# Your assignment
Task for the records below: count the lines that contain the word "float" and give only that number.

# Records for processing
-- Opening Marker --

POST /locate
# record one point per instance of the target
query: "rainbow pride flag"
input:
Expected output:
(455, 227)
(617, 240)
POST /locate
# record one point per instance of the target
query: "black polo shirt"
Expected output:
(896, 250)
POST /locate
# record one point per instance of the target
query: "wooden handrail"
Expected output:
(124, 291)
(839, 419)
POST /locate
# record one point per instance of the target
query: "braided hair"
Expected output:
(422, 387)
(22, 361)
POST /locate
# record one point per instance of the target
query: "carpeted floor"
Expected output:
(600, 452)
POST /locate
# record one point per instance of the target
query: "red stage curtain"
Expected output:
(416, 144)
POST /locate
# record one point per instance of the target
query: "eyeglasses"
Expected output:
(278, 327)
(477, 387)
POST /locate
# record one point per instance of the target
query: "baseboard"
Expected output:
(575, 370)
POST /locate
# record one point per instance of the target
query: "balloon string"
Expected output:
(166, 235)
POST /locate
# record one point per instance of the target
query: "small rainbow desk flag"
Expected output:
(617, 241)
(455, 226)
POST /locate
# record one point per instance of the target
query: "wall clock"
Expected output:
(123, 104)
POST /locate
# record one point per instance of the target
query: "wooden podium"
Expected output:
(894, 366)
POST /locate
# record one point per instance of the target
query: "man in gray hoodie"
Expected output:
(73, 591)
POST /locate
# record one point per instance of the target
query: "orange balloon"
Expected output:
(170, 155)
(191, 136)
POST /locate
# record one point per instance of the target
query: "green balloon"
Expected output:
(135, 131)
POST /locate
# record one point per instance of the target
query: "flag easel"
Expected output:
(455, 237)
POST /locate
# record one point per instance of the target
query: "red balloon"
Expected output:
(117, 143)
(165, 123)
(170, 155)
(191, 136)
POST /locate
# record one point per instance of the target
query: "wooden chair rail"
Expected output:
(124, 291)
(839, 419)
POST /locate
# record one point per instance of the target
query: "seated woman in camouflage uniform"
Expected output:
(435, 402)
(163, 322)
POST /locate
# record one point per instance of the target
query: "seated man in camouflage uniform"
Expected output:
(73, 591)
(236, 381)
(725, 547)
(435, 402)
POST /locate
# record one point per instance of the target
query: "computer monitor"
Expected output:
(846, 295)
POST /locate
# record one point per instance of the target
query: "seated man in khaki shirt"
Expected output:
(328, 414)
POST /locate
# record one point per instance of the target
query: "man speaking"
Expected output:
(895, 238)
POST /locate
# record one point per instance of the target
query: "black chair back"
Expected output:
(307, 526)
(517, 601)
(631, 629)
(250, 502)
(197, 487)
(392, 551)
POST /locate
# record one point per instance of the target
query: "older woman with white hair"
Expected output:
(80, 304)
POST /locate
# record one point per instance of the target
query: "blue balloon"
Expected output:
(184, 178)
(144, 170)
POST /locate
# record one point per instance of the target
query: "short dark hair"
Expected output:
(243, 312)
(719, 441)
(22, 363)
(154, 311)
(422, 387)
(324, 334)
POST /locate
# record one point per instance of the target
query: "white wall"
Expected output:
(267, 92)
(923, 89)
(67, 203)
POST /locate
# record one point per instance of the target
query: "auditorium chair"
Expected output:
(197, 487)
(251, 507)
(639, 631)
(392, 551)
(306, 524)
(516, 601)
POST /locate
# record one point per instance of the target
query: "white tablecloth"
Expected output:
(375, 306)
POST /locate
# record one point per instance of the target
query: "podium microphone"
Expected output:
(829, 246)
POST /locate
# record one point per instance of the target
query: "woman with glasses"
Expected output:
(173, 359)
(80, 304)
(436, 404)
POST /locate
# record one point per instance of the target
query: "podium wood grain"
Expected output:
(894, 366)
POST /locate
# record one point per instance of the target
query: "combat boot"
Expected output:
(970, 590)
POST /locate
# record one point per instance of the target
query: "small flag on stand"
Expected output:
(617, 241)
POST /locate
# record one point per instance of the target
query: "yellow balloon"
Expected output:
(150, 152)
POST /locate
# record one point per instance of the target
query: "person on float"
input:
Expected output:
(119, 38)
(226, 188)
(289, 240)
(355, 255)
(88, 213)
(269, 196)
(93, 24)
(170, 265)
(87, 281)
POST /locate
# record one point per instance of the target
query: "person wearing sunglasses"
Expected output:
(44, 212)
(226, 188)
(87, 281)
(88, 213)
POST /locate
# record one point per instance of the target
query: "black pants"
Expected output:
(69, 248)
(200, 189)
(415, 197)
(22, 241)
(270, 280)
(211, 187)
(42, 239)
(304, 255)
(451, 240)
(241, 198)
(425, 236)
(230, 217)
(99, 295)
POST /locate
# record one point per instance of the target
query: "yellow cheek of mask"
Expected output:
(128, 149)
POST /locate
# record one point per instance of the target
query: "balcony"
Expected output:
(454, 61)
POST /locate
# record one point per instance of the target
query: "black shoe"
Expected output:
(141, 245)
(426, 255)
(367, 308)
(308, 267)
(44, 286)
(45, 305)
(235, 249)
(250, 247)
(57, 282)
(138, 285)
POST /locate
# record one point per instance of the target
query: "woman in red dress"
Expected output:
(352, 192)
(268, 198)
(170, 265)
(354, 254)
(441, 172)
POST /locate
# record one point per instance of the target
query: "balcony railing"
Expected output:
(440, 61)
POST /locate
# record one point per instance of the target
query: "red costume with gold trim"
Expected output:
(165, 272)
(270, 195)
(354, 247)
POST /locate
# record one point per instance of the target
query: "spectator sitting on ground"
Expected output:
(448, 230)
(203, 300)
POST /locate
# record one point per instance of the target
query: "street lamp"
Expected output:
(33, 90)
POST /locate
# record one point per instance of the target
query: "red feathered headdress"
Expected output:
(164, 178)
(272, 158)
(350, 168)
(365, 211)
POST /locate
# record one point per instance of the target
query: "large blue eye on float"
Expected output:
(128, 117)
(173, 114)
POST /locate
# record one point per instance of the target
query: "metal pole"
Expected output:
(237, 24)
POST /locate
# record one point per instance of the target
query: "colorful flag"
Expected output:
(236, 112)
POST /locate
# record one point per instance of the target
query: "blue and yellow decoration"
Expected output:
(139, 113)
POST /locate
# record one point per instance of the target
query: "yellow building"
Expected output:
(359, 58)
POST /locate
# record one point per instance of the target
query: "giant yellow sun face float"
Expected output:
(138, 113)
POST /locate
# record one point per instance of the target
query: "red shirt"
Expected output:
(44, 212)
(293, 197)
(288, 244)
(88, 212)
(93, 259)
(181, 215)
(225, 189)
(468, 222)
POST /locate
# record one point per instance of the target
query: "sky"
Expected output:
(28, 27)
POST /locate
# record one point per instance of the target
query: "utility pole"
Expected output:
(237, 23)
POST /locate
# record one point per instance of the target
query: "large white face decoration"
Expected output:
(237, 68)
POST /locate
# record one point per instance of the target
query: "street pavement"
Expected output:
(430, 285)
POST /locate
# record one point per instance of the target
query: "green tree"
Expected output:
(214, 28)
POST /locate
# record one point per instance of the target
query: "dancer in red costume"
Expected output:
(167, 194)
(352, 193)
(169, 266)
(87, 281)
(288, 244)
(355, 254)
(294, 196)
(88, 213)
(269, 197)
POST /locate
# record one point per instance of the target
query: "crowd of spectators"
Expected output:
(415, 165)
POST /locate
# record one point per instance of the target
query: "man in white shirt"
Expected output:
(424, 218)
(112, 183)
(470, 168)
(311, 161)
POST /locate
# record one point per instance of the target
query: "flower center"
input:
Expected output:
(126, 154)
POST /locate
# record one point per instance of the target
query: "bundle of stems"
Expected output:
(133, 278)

-- Closing Marker --

# Answer space
3